__Verilen görev A__:
Aşağıdaki girdilerde "blue" dizesinin geçtiği satırların sayısını bulun ve yalnızca sayıyı yazın.

__Kaynak metin__:

YOKSA BİR MÜSLÜMAN'IN HİLAFET İSTEMESİ DÜŞÜNCE ÖZGÜRLÜĞÜ DEĞİL Mİ?
Bugün, adına modern
çağ(!) dediğimiz günümüz dünyasında hiç kimse yoktur ki, demokrasinin temel
ilkelerinden birisini oluşturan düşünce özgürlüğünü savunmasın. Ve yine hiç kimse
yoktur ki, kendi düşüncesine aykırı olduğu gerekçesiyle bir başkasının
düşüncesine tahammül etmesin ve onu bu düşüncelerinden dolayı yargılamasın ve
dahi cezalandırmasın.
Düşünce özgürlüğünü
temel ilkelerinden birisi sayan ve dahi bunu anayasal güvence altına alan
demokratik düzenlerde, bu temel ilkenin çokça ihlal edildiğine şahit olmaktadır
insanlık. Bu geçmişte de böyleydi, bugün de böyle ve yarın da böyle olacaktır
maalesef.
Peki, günümüzde
insanlığın ve beşeri sistemlerin bu denli önemsemiş olduğu "düşünce özgürlüğü"
ne anlama gelmektedir. Hiç merak ettiniz mi? Gelin hep birlikte bu sorunun cevabını
bulmaya çalışalım.

__Verilen görev B__:
Yukarıdaki düşünce özgürlüğü yazısını baştan sona hiçbir değişiklik yapmadan aynen kopyalayın.

__Girdi satırları__:

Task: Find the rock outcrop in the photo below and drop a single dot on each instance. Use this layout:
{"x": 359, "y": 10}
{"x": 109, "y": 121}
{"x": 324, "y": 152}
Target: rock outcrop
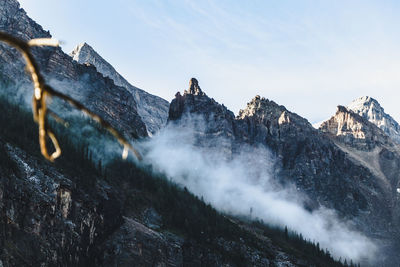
{"x": 85, "y": 83}
{"x": 368, "y": 108}
{"x": 152, "y": 109}
{"x": 371, "y": 147}
{"x": 306, "y": 156}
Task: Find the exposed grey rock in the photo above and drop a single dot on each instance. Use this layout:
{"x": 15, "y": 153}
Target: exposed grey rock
{"x": 306, "y": 157}
{"x": 368, "y": 108}
{"x": 152, "y": 109}
{"x": 99, "y": 94}
{"x": 371, "y": 147}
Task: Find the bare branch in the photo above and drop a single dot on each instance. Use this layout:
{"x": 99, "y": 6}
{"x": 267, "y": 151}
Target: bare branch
{"x": 42, "y": 91}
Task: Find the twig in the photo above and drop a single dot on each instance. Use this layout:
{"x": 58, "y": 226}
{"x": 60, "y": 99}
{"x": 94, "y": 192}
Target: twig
{"x": 43, "y": 90}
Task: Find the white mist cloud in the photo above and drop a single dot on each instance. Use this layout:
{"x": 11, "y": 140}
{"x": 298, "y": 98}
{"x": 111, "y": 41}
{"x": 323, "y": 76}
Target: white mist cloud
{"x": 235, "y": 186}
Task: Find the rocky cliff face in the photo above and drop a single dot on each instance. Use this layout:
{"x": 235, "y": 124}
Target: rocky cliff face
{"x": 152, "y": 109}
{"x": 85, "y": 83}
{"x": 371, "y": 147}
{"x": 306, "y": 157}
{"x": 371, "y": 110}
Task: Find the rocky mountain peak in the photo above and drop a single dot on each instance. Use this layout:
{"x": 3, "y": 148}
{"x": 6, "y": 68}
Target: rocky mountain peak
{"x": 260, "y": 105}
{"x": 152, "y": 109}
{"x": 351, "y": 129}
{"x": 370, "y": 109}
{"x": 194, "y": 88}
{"x": 82, "y": 52}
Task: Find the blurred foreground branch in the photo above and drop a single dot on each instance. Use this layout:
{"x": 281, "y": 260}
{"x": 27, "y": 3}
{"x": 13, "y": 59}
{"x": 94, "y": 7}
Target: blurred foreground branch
{"x": 43, "y": 90}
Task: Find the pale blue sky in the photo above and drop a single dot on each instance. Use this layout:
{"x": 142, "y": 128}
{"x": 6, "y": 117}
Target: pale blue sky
{"x": 307, "y": 55}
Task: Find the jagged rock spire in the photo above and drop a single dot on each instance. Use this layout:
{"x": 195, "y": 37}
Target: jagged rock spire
{"x": 194, "y": 87}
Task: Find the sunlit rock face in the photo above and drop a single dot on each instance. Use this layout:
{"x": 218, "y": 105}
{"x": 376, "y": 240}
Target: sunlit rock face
{"x": 304, "y": 155}
{"x": 369, "y": 146}
{"x": 152, "y": 109}
{"x": 114, "y": 103}
{"x": 368, "y": 108}
{"x": 355, "y": 130}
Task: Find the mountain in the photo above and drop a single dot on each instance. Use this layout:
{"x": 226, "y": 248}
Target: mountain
{"x": 349, "y": 165}
{"x": 85, "y": 83}
{"x": 315, "y": 164}
{"x": 368, "y": 108}
{"x": 80, "y": 211}
{"x": 371, "y": 147}
{"x": 152, "y": 109}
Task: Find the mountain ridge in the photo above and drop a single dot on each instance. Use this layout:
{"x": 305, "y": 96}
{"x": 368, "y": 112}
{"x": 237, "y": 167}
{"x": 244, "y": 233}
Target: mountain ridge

__Alıştırma yanıtı A__:
2

__Alıştırma yanıtı B__:
YOKSA BİR MÜSLÜMAN'IN HİLAFET İSTEMESİ DÜŞÜNCE ÖZGÜRLÜĞÜ DEĞİL Mİ?
Bugün, adına modern
çağ(!) dediğimiz günümüz dünyasında hiç kimse yoktur ki, demokrasinin temel
ilkelerinden birisini oluşturan düşünce özgürlüğünü savunmasın. Ve yine hiç kimse
yoktur ki, kendi düşüncesine aykırı olduğu gerekçesiyle bir başkasının
düşüncesine tahammül etmesin ve onu bu düşüncelerinden dolayı yargılamasın ve
dahi cezalandırmasın.
Düşünce özgürlüğünü
temel ilkelerinden birisi sayan ve dahi bunu anayasal güvence altına alan
demokratik düzenlerde, bu temel ilkenin çokça ihlal edildiğine şahit olmaktadır
insanlık. Bu geçmişte de böyleydi, bugün de böyle ve yarın da böyle olacaktır
maalesef.
Peki, günümüzde
insanlığın ve beşeri sistemlerin bu denli önemsemiş olduğu "düşünce özgürlüğü"
ne anlama gelmektedir. Hiç merak ettiniz mi? Gelin hep birlikte bu sorunun cevabını
bulmaya çalışalım.